━━ MATERIAL SHOWN ━━
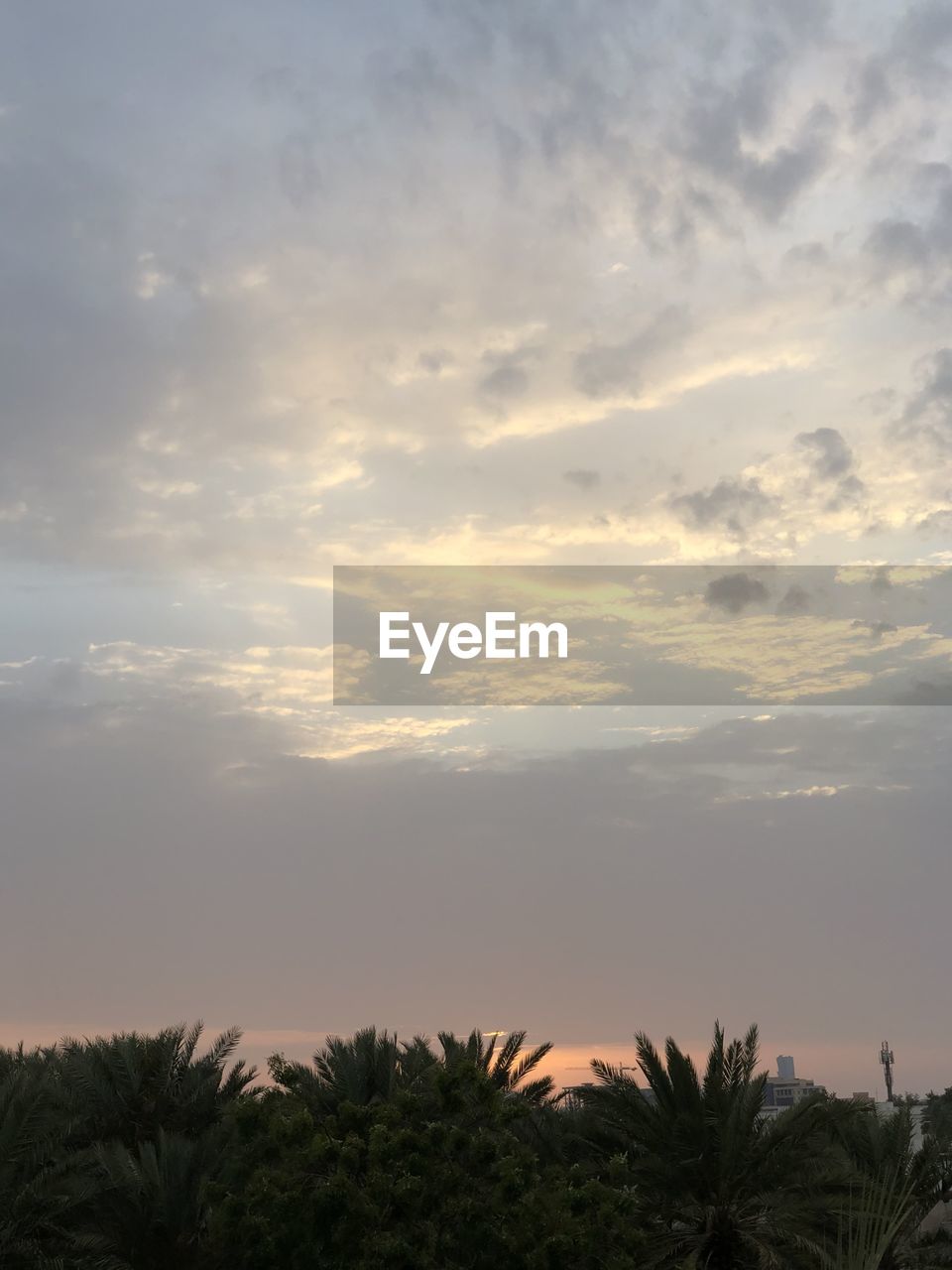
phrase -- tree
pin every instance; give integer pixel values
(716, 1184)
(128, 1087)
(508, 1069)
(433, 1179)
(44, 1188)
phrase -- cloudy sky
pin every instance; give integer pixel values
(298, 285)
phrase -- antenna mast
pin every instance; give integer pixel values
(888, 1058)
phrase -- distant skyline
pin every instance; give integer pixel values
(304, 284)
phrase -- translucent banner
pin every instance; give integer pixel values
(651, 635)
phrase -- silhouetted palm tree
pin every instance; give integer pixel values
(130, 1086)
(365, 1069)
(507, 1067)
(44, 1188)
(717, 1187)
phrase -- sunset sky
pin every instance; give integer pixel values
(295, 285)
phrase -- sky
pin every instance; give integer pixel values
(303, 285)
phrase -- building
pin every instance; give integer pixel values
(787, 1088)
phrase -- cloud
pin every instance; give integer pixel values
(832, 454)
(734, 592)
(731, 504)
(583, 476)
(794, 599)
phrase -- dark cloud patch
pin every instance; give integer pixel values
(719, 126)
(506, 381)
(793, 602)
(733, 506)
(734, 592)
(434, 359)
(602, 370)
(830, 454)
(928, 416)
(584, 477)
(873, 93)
━━━
Repeat the listing in full and exactly. Do not include any images.

• **EXERCISE ANSWER**:
phrase -- tree
pin every instance; give integer pixel values
(716, 1184)
(128, 1087)
(508, 1069)
(433, 1179)
(44, 1188)
phrase -- cloudy sky
pin every instance; give integer pixel values
(298, 285)
phrase -- antenna mast
pin every instance; give integer pixel values
(888, 1058)
phrase -- distant skyline
pin every instance; give integer pixel values
(304, 284)
phrase -- translucent banner
pin every instance; give integer pixel values
(651, 635)
phrase -- silhouetted palm tree
pin every instance; give integer pixel values
(130, 1086)
(365, 1069)
(507, 1067)
(44, 1188)
(717, 1187)
phrase -- sunset sky
pin every instance; give integer pixel values
(295, 285)
phrase -- sky
pin every instance; give integer pixel values
(303, 285)
phrase -- building
pin every instance; give integer pixel values
(787, 1088)
phrase -- cloud
pin every instance; give integer pixel values
(832, 454)
(734, 592)
(731, 504)
(583, 476)
(794, 599)
phrase -- dark cloud patch
pin every instance; give integer pixel values
(719, 126)
(506, 381)
(793, 602)
(733, 506)
(734, 592)
(434, 359)
(602, 370)
(830, 454)
(928, 416)
(584, 477)
(873, 93)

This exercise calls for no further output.